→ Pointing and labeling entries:
* start *

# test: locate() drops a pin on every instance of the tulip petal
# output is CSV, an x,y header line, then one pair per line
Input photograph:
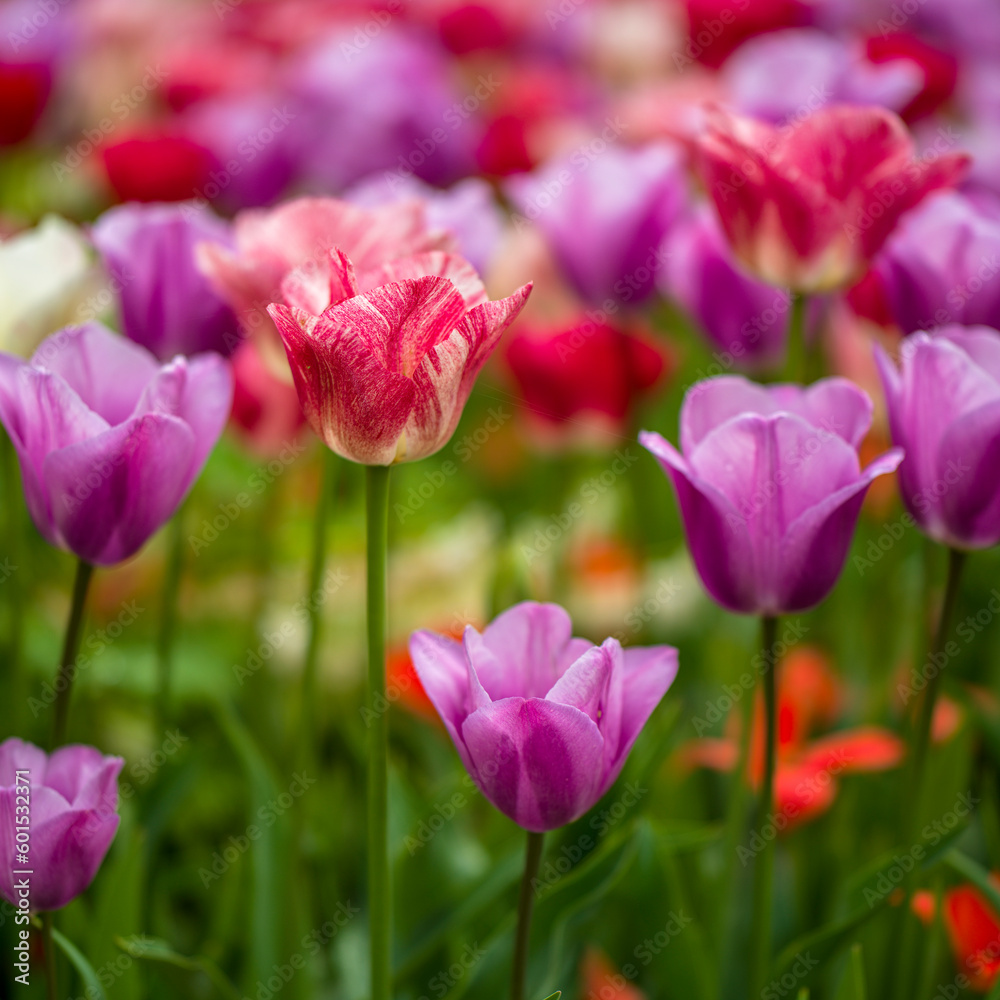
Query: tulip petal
x,y
433,264
832,404
107,372
815,545
41,413
85,777
17,755
527,642
357,406
69,847
318,284
716,532
647,674
112,491
967,466
537,761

* end *

→ WHAT NEEDS TO BE DONE: Rewrite the entries above with "tulip petal" changed to "rose petal" everywhere and everything else left as it is. Leave the pictures out of your answer.

→ RESULT FOR THIS EXERCISE:
# test: locate() drops a pin on every instance of the rose petal
# output is CSV, an x,y header line, then one pair per line
Input photograph:
Query: rose petal
x,y
433,264
832,404
107,372
815,545
41,413
85,777
17,755
527,642
357,406
69,847
318,284
716,532
647,674
112,491
967,466
537,761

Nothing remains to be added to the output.